> Page excerpt:
++++++++
User manual

Quick start

To learn the main features of Fennec from a user perspective navigate your webbrowser to the public instance at https://fennec.molecular.eco The first thing you see is the startpage

_images/startpage.png

The boxes show the number of organisms and trait entries in the current database. You can explore the organisms and traits in the database by using the navigation on the left hand side. However, in order to analyze projects it is necessary to log in (in the top right corner). You can login using your GitHub account or register a free Fennec account.

After login navigate to projects. If it is your first login the project table will be empty. Otherwise your projects show up here. To upload a new project in biom format just click the Browse Button and select the file.

_images/projects.png

Details on file formats are available in the Upload own data section. Use this demo biom file to follow along the tutorial. It consists of 324 samples of pollen with a total of 216 OTUs.

To get to the project page click on the link in the first column of the project table Case Study 2017. This will bring you to the project details page.

_images/project_details.png

Basic information about the project is displayed in the table. However, when you navigate on the traits tab you’ll see empty tables. This is because the organisms in the project are not mapped to entities in the database, yet. So head to the mapping tab and select:

Map OTUs by ncbi_taxid on NCBI taxid and click GO.

The result of the mapping will be displayed below where a click on Save in database will make this mapping persistent.

_images/project_mapping.png

Now that the OTUs are mapped to organisms in the database switching to the Traits tab will show available traits. By clicking on the icon in the details column for a trait (e.g. Plant Habit) you come to a page summarizing the trait values in this community. On this page trait values of all species present in any of the samples are summarized (without taking abundance into account). The trait values can be added to the project either via the Add trait to OTU metadata button on this page or the + icon in the trait table.

Note

When you add a trait to your project all trait entries from the Fennec database for this trait type and all organisms in the project are retrieved. If there are multiple values for a single organism they are collapsed (e.g. for categorical traits “red”, “blue”, “red” → “blue/red”, for numerical traits the mean is used: 3.0, 5.0 → 4.0) Then this aggregated value is added as metadata with the trait type as key. Additionally, all individual citations are added to the “trait_citation” metadata key.
++++++++
> Recorded data:
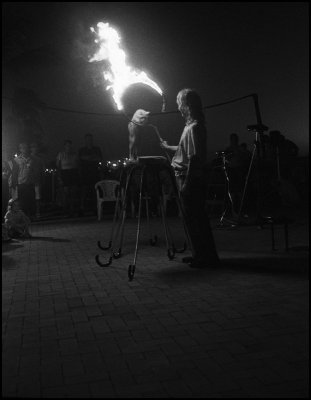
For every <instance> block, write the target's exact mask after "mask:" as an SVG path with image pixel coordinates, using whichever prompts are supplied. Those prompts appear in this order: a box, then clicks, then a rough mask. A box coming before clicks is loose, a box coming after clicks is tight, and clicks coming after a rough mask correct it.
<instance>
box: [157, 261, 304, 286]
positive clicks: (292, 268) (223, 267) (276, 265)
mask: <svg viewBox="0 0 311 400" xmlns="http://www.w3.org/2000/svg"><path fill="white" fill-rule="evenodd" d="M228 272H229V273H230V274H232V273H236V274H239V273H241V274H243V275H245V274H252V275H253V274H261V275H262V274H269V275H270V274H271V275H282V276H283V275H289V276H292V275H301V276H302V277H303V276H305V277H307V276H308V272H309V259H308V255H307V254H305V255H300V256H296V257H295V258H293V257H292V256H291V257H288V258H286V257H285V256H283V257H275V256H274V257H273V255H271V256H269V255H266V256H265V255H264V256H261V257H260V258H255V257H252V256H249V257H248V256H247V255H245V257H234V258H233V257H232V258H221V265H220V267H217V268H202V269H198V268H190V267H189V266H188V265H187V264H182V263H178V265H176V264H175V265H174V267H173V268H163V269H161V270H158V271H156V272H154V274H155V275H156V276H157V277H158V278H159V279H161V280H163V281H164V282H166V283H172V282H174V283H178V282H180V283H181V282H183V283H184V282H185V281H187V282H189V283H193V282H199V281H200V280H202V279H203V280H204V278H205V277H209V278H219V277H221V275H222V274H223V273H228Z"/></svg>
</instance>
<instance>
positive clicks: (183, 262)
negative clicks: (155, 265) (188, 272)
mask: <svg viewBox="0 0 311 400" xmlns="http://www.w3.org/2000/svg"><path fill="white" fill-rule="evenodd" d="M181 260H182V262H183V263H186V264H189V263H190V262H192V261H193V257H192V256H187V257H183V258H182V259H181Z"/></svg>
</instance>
++++++++
> Brief A:
Answer these questions using the Fennec user manual:
(i) How many samples and OTUs does the demo biom file contain?
(ii) Which mapping option is selected on the mapping tab?
(iii) How are multiple numerical trait values for one organism combined?
> Brief B:
Does each statement agree with the Fennec user manual? Answer yes or no, and quote the words that decide it.
(i) Logging in is required to explore the organisms and traits in the database.
(ii) The trait summary page takes abundance into account.
(iii) Individual citations are stored under the "trait_citation" metadata key.
The entries are separate material and are unrelated to the manual.

> Exercise response A:
(i) 324 samples of pollen and 216 OTUs.
(ii) Map OTUs by ncbi_taxid on NCBI taxid.
(iii) The mean is used.

> Exercise response B:
(i) No: "You can explore the organisms and traits in the database by using the navigation on the left hand side. However, in order to analyze projects it is necessary to log in"
(ii) No: "(without taking abundance into account)"
(iii) Yes: "all individual citations are added to the “trait_citation” metadata key."